Give the listing again exactly, omitting its images.

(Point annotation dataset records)
+++

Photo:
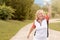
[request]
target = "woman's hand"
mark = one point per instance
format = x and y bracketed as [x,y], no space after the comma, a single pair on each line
[28,36]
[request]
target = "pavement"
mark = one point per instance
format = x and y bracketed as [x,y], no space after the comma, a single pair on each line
[22,33]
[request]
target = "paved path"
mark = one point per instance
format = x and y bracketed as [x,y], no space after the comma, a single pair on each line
[22,33]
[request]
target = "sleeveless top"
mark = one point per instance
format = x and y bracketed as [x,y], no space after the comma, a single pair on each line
[41,30]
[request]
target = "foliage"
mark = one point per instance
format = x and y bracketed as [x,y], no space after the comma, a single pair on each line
[22,8]
[6,12]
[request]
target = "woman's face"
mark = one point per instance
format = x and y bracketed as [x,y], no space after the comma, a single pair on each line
[40,16]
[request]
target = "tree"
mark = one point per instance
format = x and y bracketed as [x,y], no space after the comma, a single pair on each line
[22,8]
[6,12]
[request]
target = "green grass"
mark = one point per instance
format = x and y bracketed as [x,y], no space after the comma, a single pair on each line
[55,26]
[9,28]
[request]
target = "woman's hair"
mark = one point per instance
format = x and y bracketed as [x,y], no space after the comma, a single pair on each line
[38,12]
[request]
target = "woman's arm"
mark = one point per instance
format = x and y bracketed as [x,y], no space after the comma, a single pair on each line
[31,29]
[49,10]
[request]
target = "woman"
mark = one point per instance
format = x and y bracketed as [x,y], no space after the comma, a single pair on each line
[40,24]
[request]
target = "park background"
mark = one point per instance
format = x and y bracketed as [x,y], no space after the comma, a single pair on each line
[15,14]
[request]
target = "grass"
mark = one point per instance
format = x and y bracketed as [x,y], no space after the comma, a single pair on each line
[55,26]
[9,28]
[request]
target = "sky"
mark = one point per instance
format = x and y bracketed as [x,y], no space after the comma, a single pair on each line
[41,2]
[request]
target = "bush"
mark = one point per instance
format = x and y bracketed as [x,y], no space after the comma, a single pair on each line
[6,12]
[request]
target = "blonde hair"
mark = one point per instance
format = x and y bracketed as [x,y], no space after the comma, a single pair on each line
[38,12]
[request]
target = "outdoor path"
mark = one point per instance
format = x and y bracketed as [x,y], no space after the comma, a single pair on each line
[22,33]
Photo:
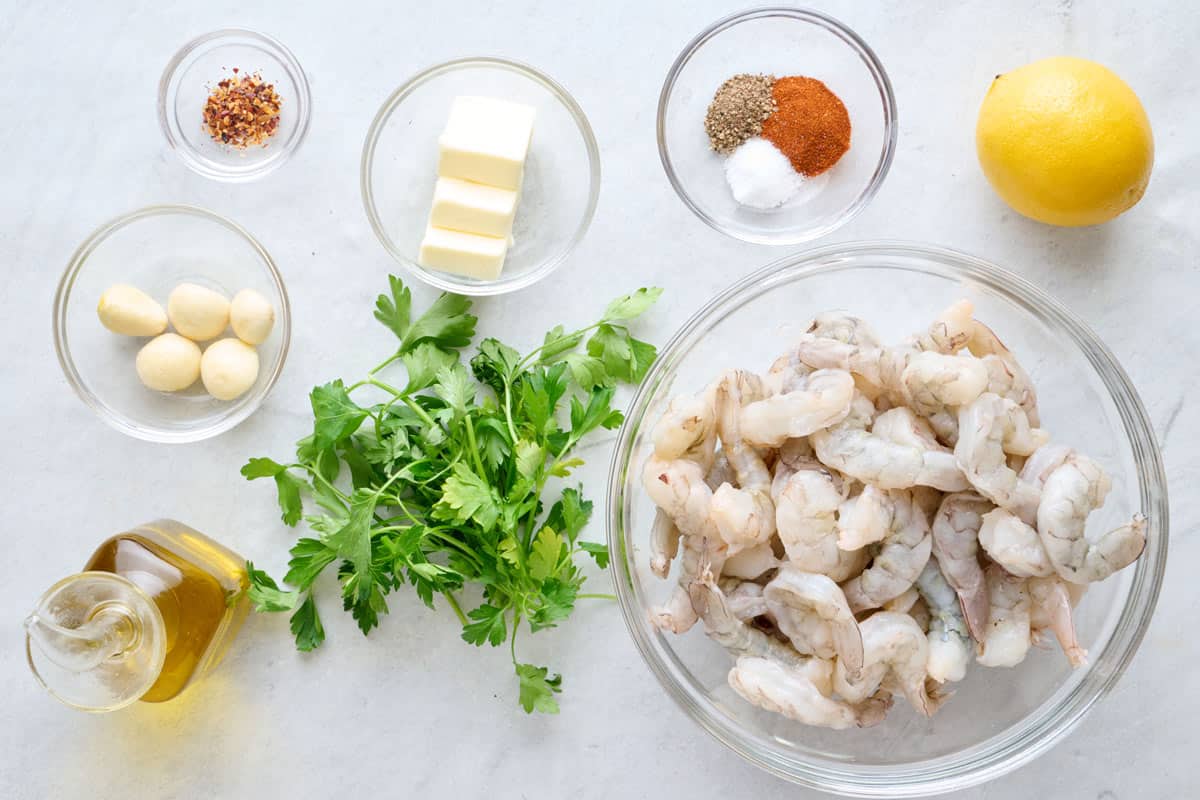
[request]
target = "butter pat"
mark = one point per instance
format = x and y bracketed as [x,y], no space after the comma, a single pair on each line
[471,254]
[473,208]
[486,140]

+++

ANSWER FOR THIS EXERCISE
Photo:
[request]
target = "woman's hand"
mark = one point per instance
format = x and y bracketed as [x,y], no space after the comma, a single pair on each line
[28,36]
[request]
target = "pavement"
mark = one point per instance
format = x and y bracketed as [x,y], no space after the comma, a single pair on each line
[22,33]
[request]
target = "paved path"
mark = one point per instance
format = x and y bracketed as [x,y], no space after the comma, a single pair on each line
[22,33]
[request]
target = "sleeveless top"
mark = one point per instance
format = x and y bracketed as [x,y], no space after the comma, a single pair on each line
[41,30]
[request]
target = "foliage"
mark = one point per instance
format = x and y bracketed as [x,y], no space after the comma, a single pair on each line
[22,8]
[6,12]
[request]
target = "woman's face"
mark = one point per instance
format = x and y bracketed as [x,y], no space after the comma, a single pair on each line
[40,16]
[request]
target = "tree"
mark = one point per instance
format = x and y bracketed as [x,y], no space after the comma, a single pair on each line
[22,8]
[6,12]
[request]
target = "green grass"
mark = one point per instance
format = x and y bracketed as [x,y], no space after the comma, a single pair on each line
[55,26]
[9,28]
[request]
target = "woman's hair"
mark = one point per instance
format = x and y bracketed as [x,y], no space after the comma, a single pair on each line
[38,12]
[request]
target = "woman's arm"
mark = one point per instance
format = x and y bracketed as [x,y], no space after the comma, a single pair on each line
[31,29]
[49,10]
[request]
target = "woman"
mark = one point per instance
format = x and y bracketed as [x,y], no space after the comma, a single pair on each line
[40,24]
[request]
target = "park background"
mark = one point per instance
format = x and y bracketed as [x,y], no space after the comma, a single pair on each line
[15,14]
[request]
target = "grass"
mark = one point per instance
format = x and y bracketed as [x,y], no space after the comma, a single pair on each line
[55,26]
[9,28]
[request]
target = "sky"
mark = one point per instance
format = x and y bracketed as [x,y], no space after the comma, a single pair on each line
[41,2]
[request]
target = "bush"
mark = one point per instance
format = x and y bracketed as [x,y], no space after the comma, a single pair on each line
[6,12]
[request]
target = "blonde hair"
mark = one point per instance
format = x and y bracketed as [x,y], no space after the comma, a single pair on each line
[38,12]
[request]
target = "outdoor path"
mark = one point per instance
format = x and y bracketed as [x,y], no space after the comma, a single pair on each line
[22,33]
Photo:
[request]
target = "butter pat"
mark = one point per instance
format = x and y bracketed as [x,y], no space after the comma, a single pair on each line
[471,254]
[473,208]
[486,140]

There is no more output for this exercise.